Excerpted text:

Author Archives: hmfraser

About hmfraser

Student of Environmental Studies and International Development

ICT4D Professional Profile: Kentaro Toyama

You might remember him as the ICT4D Jester, but Kentaro Toyama is much more than a blogger. He is a development studies researcher currently working in the School of Information at the University of California, Berkeley [1]. He received a Ph.D. in Computer Science at Yale and an A.B. in Physics from Harvard [2]. From there he started working from Microsoft as a computer scientist doing research, computer vision and image processing [3]. From there he entered his first job in the ICT4D sector by founding a lab in India, where Microsoft was attempting to tap into people in India with science and engineering talent [4].  In addition to running this lab, he created an ICT4D research group, which was investigating ways to use technology to alleviate poverty [3]. 

During his time in India Toyama spent time traveling and visiting almost 50 different telecenters, which were the poster children of ICT4D at the time. Almost all of these centers closed soon after they opened. Of course, this is for some of the reasons we have discussed, but what Toyama believes is the fundamental problem is that “ICT4D assumes the very results it seeks to achieve” [2].  It does not matter how appropriate or creatively designed the technology is, because it “is only a magnifier of human intent and capacity. It is not a substitute” [2]. Another issue that he writes about often is prioritization [5].  Investment in technology competes with investments in other areas such as education, sanitation or transportation. When taking into account the opportunity cost, is technology really the best way to spend this money? He also feels technology is widening the digital divide through differential access, differential motivation and finally differential capacity.

Stored data:
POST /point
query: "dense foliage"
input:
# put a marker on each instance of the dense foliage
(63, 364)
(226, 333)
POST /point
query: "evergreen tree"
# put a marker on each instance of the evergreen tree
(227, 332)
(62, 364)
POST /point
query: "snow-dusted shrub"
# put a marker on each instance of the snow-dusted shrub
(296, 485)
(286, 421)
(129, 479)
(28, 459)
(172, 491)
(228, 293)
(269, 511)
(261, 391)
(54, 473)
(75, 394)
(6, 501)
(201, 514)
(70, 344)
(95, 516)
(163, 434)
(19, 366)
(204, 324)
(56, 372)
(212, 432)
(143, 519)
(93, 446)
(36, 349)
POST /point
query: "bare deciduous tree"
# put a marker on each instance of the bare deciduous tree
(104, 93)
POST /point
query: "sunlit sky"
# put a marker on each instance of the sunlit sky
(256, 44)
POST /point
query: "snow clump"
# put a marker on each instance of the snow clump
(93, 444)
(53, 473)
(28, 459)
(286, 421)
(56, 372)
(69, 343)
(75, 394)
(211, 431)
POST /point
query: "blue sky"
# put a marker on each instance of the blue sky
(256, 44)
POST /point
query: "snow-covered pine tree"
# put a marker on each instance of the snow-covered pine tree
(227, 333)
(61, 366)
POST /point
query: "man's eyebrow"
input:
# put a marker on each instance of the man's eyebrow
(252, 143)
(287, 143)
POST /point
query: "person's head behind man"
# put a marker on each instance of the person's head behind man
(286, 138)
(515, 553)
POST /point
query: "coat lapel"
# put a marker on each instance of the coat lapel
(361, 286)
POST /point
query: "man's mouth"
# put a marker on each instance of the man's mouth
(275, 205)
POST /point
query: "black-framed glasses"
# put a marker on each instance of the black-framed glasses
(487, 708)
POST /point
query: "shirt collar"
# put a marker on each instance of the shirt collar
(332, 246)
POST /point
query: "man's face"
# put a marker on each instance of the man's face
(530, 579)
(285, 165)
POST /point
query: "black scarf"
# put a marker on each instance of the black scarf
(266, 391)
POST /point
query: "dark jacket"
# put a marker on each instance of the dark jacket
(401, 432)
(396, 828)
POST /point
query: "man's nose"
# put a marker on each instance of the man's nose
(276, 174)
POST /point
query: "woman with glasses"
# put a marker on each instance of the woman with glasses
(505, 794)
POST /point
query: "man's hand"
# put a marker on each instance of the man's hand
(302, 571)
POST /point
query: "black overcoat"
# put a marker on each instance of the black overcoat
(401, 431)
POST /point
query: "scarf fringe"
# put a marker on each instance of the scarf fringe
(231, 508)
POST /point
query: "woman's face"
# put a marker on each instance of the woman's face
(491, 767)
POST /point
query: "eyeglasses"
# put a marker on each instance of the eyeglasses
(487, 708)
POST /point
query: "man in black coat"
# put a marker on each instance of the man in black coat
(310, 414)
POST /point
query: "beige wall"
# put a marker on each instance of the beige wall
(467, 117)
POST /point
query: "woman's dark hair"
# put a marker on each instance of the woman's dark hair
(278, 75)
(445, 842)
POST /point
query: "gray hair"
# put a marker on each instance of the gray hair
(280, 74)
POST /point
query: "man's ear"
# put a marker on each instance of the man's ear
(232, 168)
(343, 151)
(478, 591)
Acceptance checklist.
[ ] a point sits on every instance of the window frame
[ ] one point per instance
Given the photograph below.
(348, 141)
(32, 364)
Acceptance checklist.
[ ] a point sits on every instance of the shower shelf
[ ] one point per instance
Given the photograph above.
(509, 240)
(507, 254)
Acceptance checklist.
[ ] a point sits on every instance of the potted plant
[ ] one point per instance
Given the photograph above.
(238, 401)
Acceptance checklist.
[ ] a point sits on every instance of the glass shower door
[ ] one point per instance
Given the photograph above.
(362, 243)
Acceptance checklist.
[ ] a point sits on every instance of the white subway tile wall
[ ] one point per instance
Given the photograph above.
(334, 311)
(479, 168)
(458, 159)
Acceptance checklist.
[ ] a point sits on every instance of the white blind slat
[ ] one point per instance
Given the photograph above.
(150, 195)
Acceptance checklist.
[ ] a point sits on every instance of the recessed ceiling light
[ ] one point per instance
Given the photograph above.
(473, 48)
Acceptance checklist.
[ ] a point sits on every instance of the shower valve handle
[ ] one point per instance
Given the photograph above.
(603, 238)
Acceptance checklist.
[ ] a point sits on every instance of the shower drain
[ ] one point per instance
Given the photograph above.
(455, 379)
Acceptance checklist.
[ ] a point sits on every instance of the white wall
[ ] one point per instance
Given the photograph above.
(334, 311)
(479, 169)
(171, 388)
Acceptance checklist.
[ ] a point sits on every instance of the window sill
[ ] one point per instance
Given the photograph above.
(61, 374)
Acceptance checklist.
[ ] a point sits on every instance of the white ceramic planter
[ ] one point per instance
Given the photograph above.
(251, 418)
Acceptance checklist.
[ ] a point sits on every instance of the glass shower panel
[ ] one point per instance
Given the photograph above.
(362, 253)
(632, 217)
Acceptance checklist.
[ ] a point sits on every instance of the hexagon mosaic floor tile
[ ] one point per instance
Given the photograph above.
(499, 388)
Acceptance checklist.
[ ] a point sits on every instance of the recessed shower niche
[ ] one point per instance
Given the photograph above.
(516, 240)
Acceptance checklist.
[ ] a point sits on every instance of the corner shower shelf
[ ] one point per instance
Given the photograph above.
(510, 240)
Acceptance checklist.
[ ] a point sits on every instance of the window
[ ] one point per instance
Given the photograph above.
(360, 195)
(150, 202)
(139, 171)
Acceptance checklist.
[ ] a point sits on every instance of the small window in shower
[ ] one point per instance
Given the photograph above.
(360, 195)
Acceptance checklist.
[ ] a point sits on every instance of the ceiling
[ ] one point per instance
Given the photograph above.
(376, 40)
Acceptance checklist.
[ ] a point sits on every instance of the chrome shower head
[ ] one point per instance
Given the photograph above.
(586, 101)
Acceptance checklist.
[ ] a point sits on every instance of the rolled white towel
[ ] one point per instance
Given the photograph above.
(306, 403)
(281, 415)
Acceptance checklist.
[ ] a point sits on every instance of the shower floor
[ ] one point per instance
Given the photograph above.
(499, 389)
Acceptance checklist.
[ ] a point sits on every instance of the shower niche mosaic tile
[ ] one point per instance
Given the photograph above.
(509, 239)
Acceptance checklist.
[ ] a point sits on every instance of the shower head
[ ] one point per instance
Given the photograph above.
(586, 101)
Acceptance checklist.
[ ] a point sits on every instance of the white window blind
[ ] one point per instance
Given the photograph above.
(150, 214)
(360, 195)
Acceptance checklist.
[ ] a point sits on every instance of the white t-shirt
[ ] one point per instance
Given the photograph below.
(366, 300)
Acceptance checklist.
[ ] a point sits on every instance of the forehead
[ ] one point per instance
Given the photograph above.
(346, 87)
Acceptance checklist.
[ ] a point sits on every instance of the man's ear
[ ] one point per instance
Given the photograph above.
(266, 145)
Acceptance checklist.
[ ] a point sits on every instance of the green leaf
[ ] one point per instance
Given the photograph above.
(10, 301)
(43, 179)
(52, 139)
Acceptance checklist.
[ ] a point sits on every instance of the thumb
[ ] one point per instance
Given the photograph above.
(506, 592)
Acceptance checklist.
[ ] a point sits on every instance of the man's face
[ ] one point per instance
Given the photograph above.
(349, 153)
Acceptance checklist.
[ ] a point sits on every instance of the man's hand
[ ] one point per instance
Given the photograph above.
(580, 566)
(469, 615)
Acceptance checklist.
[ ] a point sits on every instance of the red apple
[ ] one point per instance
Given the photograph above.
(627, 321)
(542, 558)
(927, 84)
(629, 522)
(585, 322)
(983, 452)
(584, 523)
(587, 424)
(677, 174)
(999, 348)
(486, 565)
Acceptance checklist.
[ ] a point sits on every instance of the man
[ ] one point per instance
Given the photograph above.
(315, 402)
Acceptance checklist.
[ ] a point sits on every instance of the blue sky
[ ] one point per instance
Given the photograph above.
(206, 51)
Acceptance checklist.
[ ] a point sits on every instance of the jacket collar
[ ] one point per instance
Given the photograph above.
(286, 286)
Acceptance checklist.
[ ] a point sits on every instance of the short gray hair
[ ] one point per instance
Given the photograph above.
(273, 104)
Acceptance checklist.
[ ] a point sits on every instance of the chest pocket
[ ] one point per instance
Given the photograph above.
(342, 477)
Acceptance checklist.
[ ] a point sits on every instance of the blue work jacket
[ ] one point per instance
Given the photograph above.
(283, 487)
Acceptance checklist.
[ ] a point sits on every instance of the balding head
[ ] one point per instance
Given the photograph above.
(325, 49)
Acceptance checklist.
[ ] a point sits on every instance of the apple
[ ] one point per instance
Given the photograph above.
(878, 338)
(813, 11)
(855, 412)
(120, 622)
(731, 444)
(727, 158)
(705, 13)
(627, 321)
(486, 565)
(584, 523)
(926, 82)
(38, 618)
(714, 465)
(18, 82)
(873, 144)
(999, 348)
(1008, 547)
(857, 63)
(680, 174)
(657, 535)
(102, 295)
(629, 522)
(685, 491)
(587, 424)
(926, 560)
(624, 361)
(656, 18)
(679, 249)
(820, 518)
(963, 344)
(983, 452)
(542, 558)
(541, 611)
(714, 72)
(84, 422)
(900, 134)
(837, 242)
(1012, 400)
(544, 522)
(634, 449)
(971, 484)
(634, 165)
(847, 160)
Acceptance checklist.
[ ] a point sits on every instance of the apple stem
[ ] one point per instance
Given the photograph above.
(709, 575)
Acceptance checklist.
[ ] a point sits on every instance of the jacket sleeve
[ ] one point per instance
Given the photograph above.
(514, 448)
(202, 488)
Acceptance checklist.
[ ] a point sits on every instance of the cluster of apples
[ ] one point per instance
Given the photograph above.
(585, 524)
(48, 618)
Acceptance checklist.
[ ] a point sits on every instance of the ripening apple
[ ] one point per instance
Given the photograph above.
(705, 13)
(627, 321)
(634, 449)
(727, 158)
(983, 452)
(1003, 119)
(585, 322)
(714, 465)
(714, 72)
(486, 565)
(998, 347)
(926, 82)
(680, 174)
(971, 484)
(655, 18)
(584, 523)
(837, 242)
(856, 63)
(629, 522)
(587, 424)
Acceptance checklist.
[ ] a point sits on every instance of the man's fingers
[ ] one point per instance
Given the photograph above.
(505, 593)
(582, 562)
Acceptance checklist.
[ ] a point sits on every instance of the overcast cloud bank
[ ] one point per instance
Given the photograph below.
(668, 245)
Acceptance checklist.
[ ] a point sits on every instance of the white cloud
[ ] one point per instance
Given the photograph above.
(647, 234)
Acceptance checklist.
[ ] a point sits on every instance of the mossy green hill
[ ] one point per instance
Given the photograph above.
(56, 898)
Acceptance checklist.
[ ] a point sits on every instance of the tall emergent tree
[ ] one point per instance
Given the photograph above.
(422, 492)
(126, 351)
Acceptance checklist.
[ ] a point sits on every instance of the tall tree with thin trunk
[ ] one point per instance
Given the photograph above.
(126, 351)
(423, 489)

Exercise requirements:
1. Determine whether each statement below agrees with the Kentaro Toyama profile, answering yes or no and quoting the deciding words: (a) Toyama earned his Ph.D. in Physics at Harvard. (b) Toyama visited almost 50 telecenters in India. (c) Most of the telecenters remained open for many years.
2. According to the Kentaro Toyama profile, where is Toyama currently working?
3. Extract the passage of the Kentaro Toyama profile from "ICT4D Professional Profile: Kentaro Toyama" to "alleviate poverty [3].".
Base every response solely on the Kentaro Toyama profile, not on the entries.

Answers for the exercise:
1.
(a) No: "He received a Ph.D. in Computer Science at Yale and an A.B. in Physics from Harvard"
(b) Yes: "visiting almost 50 different telecenters"
(c) No: "Almost all of these centers closed soon after they opened."

2. In the School of Information at the University of California, Berkeley.

3.
ICT4D Professional Profile: Kentaro Toyama

You might remember him as the ICT4D Jester, but Kentaro Toyama is much more than a blogger. He is a development studies researcher currently working in the School of Information at the University of California, Berkeley [1]. He received a Ph.D. in Computer Science at Yale and an A.B. in Physics from Harvard [2]. From there he started working from Microsoft as a computer scientist doing research, computer vision and image processing [3]. From there he entered his first job in the ICT4D sector by founding a lab in India, where Microsoft was attempting to tap into people in India with science and engineering talent [4].  In addition to running this lab, he created an ICT4D research group, which was investigating ways to use technology to alleviate poverty [3].